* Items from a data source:

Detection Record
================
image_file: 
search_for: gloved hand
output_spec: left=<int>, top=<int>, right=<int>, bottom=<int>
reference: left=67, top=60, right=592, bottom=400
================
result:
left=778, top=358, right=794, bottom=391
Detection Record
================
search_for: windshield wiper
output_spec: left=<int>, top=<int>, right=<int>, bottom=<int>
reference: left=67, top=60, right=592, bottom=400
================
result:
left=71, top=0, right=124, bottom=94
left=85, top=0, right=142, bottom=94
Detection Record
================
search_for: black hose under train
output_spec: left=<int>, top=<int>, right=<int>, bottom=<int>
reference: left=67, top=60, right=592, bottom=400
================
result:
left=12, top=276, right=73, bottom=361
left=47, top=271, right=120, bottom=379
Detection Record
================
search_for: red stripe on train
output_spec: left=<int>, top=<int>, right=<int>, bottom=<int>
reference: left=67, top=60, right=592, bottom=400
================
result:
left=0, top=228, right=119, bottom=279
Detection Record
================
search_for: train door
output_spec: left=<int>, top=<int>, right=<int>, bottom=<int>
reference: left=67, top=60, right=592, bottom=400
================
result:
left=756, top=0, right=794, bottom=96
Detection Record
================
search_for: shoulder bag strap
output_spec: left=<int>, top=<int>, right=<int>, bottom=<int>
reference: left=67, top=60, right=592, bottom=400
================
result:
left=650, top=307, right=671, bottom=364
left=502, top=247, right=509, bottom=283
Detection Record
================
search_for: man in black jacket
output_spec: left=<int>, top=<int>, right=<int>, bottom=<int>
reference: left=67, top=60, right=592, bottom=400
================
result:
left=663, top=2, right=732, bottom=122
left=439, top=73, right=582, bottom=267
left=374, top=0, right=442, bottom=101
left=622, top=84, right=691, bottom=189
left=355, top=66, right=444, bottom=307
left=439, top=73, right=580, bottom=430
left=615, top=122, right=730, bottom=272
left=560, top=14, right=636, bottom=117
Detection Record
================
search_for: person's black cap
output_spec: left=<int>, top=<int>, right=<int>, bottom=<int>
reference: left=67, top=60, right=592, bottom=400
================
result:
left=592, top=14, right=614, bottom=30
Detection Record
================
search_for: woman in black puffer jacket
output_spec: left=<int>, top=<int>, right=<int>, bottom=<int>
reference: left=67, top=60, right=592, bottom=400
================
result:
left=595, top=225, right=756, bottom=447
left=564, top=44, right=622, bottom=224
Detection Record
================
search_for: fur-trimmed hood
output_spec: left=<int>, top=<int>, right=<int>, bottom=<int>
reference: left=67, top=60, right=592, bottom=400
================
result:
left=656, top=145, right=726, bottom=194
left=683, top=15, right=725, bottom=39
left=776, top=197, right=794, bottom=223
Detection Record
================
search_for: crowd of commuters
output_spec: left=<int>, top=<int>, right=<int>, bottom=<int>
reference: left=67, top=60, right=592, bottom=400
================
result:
--
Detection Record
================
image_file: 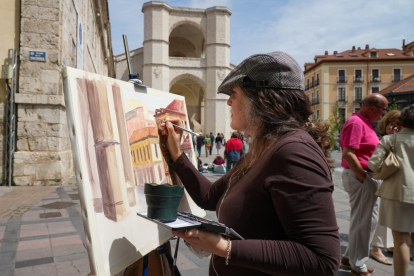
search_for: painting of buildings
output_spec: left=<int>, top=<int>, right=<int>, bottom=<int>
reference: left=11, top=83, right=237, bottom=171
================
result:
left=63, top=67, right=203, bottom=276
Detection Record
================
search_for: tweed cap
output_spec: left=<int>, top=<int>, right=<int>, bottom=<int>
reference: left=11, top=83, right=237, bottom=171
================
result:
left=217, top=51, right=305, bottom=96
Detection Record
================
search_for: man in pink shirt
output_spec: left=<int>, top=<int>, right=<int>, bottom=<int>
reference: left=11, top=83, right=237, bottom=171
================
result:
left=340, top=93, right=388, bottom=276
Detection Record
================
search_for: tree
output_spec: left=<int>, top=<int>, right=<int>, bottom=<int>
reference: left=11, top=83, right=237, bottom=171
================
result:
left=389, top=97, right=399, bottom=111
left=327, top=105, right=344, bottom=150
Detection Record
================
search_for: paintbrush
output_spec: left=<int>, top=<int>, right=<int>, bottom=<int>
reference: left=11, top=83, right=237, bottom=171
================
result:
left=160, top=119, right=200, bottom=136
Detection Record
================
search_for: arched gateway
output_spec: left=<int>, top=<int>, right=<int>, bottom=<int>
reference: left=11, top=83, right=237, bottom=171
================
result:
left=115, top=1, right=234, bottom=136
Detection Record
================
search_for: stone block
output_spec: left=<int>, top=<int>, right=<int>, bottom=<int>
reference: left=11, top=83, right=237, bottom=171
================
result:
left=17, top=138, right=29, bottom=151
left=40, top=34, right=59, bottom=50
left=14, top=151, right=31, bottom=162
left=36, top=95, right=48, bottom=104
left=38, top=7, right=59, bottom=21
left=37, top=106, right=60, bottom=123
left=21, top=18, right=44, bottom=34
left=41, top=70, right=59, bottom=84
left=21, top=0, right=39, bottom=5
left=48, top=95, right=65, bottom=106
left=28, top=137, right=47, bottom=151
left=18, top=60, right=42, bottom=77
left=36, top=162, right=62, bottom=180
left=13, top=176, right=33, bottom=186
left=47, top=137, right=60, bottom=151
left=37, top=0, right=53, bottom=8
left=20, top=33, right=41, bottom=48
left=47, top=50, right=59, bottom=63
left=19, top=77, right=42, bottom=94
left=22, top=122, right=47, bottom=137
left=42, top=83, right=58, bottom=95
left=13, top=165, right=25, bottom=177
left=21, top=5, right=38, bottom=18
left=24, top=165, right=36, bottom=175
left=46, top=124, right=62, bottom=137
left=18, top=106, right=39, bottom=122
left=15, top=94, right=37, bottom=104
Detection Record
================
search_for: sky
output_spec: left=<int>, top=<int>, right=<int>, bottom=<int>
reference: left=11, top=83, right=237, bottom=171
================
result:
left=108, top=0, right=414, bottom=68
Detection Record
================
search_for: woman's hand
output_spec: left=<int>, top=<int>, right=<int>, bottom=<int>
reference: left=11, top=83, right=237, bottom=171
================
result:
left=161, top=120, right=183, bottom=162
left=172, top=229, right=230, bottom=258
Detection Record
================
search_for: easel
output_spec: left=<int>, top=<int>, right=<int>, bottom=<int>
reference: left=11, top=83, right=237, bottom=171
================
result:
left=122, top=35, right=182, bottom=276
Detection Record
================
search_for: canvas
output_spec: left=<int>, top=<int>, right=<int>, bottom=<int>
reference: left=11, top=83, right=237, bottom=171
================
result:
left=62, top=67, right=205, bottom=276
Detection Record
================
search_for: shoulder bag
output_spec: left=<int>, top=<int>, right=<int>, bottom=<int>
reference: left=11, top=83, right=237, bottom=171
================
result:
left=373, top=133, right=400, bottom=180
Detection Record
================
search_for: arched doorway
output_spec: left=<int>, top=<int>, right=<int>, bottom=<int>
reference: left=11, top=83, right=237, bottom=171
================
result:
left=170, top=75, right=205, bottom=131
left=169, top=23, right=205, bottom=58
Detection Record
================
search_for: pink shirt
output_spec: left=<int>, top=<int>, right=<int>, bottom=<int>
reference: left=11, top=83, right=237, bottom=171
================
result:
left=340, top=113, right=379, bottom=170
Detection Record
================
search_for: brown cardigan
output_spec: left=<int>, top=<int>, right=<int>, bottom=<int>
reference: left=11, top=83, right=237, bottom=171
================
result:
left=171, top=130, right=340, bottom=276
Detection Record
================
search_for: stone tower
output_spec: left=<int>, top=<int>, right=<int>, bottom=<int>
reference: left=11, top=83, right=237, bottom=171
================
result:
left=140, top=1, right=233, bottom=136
...
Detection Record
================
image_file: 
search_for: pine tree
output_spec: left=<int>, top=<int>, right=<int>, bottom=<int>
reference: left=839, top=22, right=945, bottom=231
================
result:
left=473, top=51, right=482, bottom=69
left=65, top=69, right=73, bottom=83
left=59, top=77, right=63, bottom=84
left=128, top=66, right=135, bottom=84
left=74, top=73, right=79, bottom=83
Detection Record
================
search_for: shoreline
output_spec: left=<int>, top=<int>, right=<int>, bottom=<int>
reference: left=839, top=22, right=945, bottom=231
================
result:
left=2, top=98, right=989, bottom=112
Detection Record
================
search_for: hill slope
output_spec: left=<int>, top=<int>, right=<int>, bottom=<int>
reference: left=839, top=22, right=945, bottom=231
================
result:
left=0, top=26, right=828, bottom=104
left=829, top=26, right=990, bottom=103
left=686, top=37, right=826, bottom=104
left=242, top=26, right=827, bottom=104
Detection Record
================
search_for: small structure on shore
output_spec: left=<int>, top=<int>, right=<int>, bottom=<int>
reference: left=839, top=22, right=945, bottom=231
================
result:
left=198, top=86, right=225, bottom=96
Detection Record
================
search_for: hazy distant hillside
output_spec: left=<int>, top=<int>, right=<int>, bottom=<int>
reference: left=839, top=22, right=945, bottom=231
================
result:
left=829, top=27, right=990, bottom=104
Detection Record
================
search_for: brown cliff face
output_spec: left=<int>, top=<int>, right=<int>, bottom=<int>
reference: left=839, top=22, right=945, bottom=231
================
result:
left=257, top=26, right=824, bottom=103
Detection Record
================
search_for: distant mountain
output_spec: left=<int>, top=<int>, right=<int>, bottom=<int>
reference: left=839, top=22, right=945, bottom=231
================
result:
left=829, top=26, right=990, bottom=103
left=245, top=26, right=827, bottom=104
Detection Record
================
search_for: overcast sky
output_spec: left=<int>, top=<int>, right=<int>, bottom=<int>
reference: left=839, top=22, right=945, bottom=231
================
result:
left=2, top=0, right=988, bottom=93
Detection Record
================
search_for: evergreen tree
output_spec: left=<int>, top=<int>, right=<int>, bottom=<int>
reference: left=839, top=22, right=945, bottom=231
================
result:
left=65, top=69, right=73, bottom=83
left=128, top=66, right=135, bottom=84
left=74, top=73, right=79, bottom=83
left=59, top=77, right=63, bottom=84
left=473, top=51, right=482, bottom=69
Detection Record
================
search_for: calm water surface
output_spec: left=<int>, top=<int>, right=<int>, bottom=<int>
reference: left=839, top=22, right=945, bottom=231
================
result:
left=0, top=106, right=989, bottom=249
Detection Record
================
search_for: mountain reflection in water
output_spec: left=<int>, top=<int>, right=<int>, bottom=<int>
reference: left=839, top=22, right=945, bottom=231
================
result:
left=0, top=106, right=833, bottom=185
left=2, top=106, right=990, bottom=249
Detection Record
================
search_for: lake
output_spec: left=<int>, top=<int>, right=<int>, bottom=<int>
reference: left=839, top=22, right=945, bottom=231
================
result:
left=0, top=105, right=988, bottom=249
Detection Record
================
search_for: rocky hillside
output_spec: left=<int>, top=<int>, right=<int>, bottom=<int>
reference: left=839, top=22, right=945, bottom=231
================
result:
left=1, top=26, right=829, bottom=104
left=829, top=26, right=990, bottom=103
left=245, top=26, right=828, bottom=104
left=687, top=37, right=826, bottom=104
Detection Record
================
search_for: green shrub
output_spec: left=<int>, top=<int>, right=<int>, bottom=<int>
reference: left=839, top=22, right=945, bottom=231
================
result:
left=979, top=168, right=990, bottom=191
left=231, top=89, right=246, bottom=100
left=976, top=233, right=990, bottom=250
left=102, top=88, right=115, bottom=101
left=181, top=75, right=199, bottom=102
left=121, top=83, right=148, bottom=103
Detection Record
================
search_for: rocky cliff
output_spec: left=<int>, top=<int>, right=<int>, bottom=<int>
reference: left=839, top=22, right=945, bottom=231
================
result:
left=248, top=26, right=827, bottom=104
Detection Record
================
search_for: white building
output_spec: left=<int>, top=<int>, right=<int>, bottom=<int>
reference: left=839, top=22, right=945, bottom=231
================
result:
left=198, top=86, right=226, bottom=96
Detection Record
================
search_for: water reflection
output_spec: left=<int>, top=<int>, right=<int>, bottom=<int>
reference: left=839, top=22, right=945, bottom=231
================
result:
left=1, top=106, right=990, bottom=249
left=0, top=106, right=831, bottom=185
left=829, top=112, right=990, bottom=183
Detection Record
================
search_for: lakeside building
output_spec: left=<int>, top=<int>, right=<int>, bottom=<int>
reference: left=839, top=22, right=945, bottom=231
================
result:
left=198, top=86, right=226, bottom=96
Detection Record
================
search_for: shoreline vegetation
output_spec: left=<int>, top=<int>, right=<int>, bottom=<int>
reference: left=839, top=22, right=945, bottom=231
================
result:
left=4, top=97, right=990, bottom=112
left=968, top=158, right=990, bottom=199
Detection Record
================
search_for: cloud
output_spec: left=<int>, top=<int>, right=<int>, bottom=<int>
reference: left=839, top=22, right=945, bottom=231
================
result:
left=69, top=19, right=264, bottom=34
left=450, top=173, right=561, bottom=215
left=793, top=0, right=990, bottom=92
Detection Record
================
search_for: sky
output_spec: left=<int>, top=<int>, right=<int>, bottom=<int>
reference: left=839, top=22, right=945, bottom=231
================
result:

* Required work:
Would you please copy every line in the data that contains the word "train"?

* Exercise answer:
search_for: black hose under train
search_for: red stripe on train
search_for: train door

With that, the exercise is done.